··· DOCUMENT SECTION ···

Fig. S2 (top panel). Gut microbiota richness and composition assessed by 454 and qPCR as function of diet over time. 454 pyrosequencing was used to assess the microbial richness and qPCR was used to quantify major microbial group overtime including the basal time. The major microbial group quantification was normalized using the all bacteria qPCR assay.


There is no significant changes of gut microbial richness overtime.


res  = round(rarefy(t(alimintestData$otu), seq(10,1000,10)))
colnames(res) = seq(10,1000,10)
res  = cbind(res,alimintestData$metadata[,1:5])
res2 = melt(res, id.vars=c(colnames(alimintestData$metadata[,1:5])))

res2$variable   = as.numeric(as.character(res2$variable))
res2$Time.point = paste('Time point',res2$Time.point, sep="")

ggplot(res2, aes(x=variable, y=value, group=Sample_ID)) +
 geom_line(aes(color=Diet_run)) + scale_color_manual("",values=c("orange","blue")) +
 facet_wrap(~ Time.point, ncol=2) + theme_bw() + xlab("Number of sequences sampled") + ylab("nb of OTUs")

Fig. S5: Rarefaction analysis of the pyrosequencing data by diet time point. Number of unique OTUs identified in the 76 samples relative to the sequencing depth. For time points and nutritional study scheme see Fig. S1.


Quantification of individuality and diet factor


a = alimintestData$metadata[c(3,5,15:21)]
b = alimintestData$basalqpcr[c(3,5,6:12)]

colnames(a) = colnames(b)

df = rbind(a,b)


qPCR_names=c("log_Cleptum_group","log_Bcoccoides_group","log_Bacteroides_Prevotella","log_Bifidobacteria","log_Ecoli","log_Lactobacillus")

for(i in qPCR_names) {

  df[,i] = df[,i] - df$log_all_Bacteria
}

colnames(df)[4:9] = c("Cleptum_group","Bcoccoides_group","Bacteroides_Prevotella","Bifidobacteria","Ecoli","Lactobacillus")

df = melt(df, id.vars=c("Diet_run","Time.point"))

··· GIVEN DATA ···

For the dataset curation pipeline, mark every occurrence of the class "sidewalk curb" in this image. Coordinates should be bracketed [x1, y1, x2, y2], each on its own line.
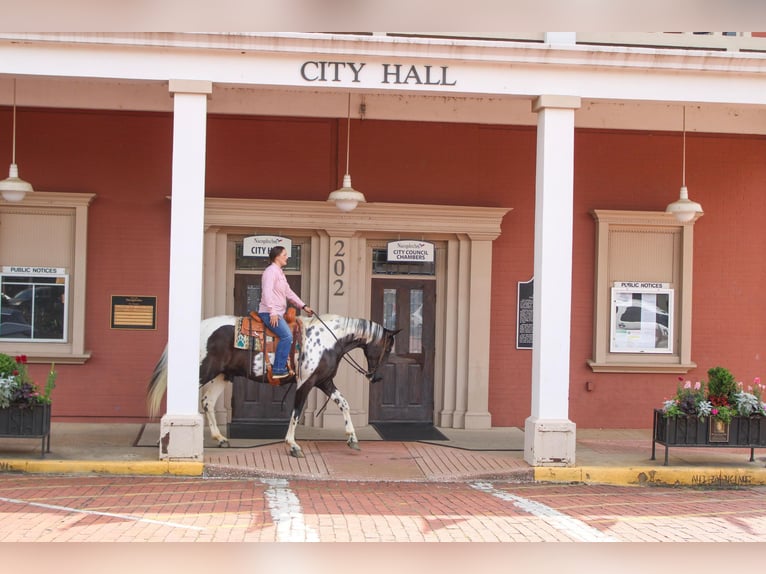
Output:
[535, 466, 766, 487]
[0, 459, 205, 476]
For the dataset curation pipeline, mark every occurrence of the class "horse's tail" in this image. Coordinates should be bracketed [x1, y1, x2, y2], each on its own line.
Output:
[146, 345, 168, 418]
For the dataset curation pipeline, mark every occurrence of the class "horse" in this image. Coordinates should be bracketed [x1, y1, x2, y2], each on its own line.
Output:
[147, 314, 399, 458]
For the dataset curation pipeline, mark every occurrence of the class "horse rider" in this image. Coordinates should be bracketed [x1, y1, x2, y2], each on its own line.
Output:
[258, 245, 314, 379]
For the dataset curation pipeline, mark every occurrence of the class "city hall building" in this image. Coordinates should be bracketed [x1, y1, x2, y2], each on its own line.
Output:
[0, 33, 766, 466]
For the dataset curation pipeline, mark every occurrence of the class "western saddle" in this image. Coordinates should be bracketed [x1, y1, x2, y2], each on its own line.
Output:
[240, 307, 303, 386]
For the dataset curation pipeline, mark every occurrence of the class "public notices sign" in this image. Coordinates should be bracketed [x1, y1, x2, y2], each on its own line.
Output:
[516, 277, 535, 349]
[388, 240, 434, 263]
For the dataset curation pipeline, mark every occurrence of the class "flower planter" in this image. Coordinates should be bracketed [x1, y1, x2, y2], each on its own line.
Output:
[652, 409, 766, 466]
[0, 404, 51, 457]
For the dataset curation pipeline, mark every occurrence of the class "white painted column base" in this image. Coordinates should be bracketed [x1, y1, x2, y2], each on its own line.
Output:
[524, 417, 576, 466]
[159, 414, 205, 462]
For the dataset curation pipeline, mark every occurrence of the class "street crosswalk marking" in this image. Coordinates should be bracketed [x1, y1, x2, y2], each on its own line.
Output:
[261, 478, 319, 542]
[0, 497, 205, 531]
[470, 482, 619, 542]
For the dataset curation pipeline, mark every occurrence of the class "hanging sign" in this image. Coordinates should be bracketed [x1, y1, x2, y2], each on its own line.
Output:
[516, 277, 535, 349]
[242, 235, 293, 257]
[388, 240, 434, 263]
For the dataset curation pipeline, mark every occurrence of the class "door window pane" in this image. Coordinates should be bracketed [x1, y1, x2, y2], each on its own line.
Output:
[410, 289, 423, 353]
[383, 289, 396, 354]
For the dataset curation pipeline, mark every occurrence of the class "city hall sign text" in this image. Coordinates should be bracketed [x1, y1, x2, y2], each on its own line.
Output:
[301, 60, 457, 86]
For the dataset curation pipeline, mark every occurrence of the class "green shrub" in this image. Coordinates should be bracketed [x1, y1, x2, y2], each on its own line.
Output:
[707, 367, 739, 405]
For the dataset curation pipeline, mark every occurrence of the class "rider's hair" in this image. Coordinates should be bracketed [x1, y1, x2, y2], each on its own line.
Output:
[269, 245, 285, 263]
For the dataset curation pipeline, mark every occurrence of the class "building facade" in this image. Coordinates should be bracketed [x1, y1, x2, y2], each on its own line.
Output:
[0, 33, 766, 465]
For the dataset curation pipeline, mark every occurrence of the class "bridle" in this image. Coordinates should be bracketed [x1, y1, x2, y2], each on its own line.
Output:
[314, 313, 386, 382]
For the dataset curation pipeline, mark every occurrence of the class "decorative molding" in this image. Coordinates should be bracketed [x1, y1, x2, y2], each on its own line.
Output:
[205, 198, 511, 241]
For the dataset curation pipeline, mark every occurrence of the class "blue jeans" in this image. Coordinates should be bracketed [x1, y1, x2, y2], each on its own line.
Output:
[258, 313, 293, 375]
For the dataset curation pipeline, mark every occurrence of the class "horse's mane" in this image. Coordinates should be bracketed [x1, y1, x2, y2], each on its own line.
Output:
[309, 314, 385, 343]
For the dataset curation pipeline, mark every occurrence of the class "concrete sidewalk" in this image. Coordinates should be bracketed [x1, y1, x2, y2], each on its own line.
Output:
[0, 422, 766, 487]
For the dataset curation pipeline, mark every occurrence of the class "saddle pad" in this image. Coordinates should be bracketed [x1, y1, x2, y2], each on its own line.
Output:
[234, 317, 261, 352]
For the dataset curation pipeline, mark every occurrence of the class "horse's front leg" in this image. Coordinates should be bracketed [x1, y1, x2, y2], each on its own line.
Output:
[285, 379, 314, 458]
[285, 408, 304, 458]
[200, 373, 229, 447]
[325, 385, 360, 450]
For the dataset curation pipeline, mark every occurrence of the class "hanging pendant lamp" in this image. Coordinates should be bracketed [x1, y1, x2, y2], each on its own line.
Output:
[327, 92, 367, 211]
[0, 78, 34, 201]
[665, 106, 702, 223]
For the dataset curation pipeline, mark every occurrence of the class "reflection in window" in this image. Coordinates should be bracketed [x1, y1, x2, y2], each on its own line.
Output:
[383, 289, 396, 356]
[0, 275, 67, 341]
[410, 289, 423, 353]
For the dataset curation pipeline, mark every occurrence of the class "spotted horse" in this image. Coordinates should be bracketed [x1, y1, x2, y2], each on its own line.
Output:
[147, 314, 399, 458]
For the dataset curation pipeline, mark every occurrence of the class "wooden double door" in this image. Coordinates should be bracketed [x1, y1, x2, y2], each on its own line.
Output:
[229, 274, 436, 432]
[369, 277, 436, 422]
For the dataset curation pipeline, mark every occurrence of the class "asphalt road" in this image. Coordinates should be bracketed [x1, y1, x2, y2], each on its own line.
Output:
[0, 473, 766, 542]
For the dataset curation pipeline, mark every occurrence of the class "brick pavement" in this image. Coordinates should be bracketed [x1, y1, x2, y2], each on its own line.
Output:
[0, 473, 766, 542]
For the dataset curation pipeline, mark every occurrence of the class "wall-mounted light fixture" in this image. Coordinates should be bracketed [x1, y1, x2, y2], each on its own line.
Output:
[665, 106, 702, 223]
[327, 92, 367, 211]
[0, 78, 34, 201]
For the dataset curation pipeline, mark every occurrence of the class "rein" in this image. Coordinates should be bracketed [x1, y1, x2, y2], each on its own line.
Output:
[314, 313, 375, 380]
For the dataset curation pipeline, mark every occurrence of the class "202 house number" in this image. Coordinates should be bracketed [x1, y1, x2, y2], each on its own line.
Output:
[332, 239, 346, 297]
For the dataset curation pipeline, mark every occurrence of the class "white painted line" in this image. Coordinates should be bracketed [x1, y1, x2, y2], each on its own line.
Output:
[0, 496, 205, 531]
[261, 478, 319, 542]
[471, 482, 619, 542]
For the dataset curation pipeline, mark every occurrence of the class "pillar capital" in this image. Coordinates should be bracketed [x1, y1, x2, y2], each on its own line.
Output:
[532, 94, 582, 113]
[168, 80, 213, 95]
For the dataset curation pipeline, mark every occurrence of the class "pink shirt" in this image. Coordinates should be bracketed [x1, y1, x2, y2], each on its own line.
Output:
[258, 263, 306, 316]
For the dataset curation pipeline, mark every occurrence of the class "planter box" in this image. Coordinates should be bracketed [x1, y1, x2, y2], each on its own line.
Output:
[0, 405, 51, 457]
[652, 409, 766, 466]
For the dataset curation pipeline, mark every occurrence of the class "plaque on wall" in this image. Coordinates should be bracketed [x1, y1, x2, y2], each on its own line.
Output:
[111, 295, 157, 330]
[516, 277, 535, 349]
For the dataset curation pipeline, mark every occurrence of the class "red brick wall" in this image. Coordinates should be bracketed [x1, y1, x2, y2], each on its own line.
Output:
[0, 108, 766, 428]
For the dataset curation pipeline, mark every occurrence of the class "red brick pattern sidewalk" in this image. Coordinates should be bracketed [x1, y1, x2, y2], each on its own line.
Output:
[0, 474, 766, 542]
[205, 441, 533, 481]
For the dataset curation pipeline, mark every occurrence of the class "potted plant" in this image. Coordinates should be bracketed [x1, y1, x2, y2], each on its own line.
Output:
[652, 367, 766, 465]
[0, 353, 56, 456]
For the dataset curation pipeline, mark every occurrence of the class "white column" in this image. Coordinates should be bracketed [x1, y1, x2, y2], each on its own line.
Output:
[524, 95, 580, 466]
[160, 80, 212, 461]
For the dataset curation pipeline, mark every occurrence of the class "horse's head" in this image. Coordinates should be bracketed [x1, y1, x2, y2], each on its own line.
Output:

···

PROBLEM DESCRIPTION:
Translate this sentence from the gut microbiota excerpt into Spanish: "The major microbial group quantification was normalized using the all bacteria qPCR assay." Please rely only on the gut microbiota excerpt.

ANSWER:
La cuantificación de los principales grupos microbianos se normalizó mediante el ensayo de qPCR de todas las bacterias.